What the task asks |
In the rows that follow, reproduce each line from the line containing "Expected behaviour: for every instance of the serrated" up to and including the line containing "x=266 y=305", copying them verbatim.

Supplied material |
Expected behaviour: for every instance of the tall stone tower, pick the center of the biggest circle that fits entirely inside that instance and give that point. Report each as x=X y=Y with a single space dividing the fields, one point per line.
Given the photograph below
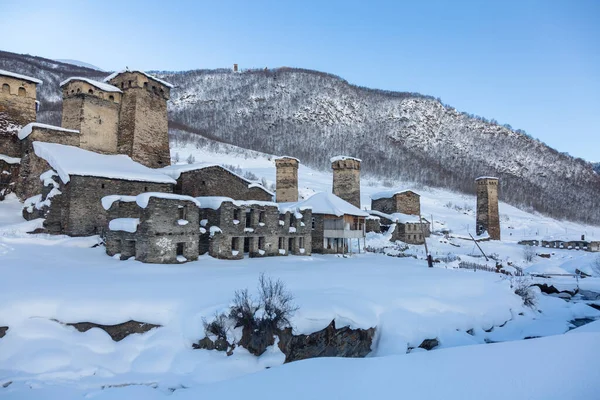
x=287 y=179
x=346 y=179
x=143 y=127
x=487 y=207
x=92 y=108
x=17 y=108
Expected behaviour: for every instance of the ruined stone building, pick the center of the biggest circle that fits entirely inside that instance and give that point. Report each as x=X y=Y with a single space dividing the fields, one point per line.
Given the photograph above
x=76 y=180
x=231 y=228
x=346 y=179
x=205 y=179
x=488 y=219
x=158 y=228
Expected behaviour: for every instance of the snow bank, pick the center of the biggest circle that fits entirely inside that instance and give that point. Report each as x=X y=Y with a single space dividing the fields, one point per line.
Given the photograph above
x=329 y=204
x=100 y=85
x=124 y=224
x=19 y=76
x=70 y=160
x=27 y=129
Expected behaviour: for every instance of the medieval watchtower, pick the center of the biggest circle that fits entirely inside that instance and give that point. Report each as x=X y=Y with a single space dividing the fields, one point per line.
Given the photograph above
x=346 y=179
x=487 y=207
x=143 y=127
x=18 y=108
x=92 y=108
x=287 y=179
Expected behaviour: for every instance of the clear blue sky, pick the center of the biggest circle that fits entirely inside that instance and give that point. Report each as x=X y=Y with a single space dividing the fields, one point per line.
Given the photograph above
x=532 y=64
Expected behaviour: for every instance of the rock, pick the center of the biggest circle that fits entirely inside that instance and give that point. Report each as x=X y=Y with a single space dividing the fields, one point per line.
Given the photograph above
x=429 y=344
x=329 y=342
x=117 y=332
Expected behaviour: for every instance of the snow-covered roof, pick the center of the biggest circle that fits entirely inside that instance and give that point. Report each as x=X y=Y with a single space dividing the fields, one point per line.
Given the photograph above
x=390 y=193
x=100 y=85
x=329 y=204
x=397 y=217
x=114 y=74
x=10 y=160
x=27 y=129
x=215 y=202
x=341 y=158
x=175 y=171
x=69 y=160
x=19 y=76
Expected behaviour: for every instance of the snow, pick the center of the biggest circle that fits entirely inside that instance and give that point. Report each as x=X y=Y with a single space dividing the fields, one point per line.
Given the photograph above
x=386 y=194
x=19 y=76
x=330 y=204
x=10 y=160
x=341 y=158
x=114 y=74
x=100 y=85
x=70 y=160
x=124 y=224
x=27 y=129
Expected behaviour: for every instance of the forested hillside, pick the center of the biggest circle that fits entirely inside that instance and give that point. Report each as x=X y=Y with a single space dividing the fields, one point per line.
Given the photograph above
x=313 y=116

--

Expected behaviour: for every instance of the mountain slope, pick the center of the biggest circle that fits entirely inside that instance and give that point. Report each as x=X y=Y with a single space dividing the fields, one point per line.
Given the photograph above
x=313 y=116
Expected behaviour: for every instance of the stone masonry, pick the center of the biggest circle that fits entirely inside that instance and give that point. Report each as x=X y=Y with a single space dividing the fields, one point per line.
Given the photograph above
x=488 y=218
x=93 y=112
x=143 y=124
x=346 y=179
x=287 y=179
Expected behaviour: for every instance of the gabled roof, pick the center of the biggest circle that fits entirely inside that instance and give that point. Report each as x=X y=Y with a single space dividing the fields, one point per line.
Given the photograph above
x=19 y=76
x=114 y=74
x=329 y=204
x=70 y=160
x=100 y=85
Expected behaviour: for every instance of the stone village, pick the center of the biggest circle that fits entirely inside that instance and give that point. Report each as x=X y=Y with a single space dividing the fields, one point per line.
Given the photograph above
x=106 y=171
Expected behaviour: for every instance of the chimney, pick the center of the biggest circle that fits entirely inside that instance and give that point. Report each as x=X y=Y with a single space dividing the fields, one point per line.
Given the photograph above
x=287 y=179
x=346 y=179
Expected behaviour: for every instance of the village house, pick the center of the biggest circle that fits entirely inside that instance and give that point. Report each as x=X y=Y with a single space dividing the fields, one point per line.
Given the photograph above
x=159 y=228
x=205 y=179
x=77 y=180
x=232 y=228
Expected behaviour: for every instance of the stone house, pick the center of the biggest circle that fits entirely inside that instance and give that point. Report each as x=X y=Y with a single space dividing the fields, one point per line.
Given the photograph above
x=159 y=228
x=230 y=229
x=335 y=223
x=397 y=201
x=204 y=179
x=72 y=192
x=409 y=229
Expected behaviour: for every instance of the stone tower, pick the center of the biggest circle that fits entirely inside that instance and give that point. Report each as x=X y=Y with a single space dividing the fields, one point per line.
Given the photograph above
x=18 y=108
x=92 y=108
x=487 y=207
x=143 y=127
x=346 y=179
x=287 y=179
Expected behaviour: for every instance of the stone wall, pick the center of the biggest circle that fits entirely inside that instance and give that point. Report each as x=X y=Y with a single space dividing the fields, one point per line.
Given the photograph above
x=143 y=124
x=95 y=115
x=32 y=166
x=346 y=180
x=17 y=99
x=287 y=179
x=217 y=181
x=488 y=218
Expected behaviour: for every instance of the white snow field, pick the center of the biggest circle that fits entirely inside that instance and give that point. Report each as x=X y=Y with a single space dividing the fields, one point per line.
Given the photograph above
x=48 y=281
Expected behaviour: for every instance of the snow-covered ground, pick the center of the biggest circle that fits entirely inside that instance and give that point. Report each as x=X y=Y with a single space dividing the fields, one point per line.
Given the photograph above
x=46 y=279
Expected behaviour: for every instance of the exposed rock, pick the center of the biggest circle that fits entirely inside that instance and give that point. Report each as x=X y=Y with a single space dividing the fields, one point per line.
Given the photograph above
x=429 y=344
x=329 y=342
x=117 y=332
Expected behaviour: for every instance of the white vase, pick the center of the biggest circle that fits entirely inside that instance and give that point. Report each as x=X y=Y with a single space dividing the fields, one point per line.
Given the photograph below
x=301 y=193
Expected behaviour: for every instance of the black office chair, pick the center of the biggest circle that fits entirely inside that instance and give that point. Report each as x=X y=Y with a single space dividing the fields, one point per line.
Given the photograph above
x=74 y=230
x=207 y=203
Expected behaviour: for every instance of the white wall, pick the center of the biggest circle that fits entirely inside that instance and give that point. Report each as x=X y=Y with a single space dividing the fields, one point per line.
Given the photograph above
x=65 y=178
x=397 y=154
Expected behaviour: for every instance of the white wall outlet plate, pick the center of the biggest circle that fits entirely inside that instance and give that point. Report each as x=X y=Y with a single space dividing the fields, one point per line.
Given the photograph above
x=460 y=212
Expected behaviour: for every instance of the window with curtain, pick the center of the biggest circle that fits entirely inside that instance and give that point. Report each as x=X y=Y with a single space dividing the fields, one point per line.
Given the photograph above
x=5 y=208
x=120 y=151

* * *

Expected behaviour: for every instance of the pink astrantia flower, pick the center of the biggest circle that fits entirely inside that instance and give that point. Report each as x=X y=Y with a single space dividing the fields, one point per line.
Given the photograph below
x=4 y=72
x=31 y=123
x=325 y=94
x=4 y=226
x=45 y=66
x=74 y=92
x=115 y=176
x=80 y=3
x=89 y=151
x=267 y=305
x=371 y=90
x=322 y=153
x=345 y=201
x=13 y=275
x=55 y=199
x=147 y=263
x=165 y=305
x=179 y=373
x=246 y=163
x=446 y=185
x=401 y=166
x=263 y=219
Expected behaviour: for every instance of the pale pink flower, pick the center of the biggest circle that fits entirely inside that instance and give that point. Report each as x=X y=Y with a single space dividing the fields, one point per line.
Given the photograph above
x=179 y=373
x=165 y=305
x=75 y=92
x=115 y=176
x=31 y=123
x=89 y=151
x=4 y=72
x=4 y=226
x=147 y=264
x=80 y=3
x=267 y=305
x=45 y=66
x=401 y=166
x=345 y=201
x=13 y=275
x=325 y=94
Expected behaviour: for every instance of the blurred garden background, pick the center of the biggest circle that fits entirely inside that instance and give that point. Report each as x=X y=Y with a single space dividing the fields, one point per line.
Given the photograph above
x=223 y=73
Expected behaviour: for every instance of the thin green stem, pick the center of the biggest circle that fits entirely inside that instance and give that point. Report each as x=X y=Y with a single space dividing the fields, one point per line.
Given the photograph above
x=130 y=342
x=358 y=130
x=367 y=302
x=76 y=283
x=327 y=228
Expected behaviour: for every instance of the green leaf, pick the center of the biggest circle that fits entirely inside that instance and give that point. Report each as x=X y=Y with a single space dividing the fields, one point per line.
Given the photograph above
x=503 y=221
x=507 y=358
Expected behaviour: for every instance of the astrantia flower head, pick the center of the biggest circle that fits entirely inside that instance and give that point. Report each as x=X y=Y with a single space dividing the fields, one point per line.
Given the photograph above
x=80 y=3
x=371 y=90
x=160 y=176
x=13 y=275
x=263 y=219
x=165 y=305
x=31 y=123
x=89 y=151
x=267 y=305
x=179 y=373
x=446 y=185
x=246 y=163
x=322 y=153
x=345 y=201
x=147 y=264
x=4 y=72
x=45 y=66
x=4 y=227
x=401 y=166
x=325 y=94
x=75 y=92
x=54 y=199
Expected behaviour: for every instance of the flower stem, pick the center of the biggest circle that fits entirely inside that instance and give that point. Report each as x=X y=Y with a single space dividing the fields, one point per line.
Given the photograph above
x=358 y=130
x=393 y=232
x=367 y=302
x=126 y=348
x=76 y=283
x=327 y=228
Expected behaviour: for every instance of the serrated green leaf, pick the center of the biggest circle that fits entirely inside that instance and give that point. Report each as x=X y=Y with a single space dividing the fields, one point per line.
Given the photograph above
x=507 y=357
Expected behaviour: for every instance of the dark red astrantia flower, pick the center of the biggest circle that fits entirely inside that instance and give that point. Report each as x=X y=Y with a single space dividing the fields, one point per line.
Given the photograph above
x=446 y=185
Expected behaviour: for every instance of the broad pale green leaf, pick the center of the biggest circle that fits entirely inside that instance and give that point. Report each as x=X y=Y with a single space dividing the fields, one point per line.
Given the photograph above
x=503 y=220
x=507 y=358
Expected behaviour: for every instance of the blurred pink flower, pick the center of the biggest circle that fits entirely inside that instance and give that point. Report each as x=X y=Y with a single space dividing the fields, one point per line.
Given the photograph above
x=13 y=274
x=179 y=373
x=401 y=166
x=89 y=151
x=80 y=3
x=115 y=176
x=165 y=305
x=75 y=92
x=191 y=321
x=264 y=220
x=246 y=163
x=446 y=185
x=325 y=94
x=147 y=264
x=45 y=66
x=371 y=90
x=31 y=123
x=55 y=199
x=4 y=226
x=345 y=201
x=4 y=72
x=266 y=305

The output |
Expected behaviour: for every instance of the serrated green leaf, pick the center of the biggest circle that fits entirely inside that instance and give that point. Report each as x=X y=Y with a single space dividing the fields, one point per line.
Given the photograph above
x=507 y=357
Expected behaviour: for every instance of the dark red astrantia flower, pick the center of the biggest circle that fits entirely inside that instance and give that point. Report each as x=X y=Y with a single space dividing the fields, one point per line.
Given the photograph above
x=446 y=185
Expected behaviour: for every instance of the broad pale green leaf, pick the center of the biggest circle that fits entirely inside that instance and give that point. Report each as x=X y=Y with a single space dividing the fields, one point per line.
Given the photograph above
x=503 y=220
x=507 y=358
Expected behaviour: for every instance of the blurred pink flower, pick the center of the biggest circle that fits entirely inside that instance and give that point. Report each as x=X y=Y with a single space dividing the fields, one point per line.
Given the photograph above
x=13 y=274
x=179 y=373
x=401 y=166
x=89 y=151
x=80 y=3
x=115 y=176
x=165 y=305
x=75 y=92
x=191 y=321
x=264 y=220
x=246 y=163
x=446 y=185
x=325 y=94
x=147 y=264
x=45 y=66
x=371 y=90
x=31 y=123
x=55 y=199
x=4 y=226
x=345 y=201
x=4 y=72
x=266 y=305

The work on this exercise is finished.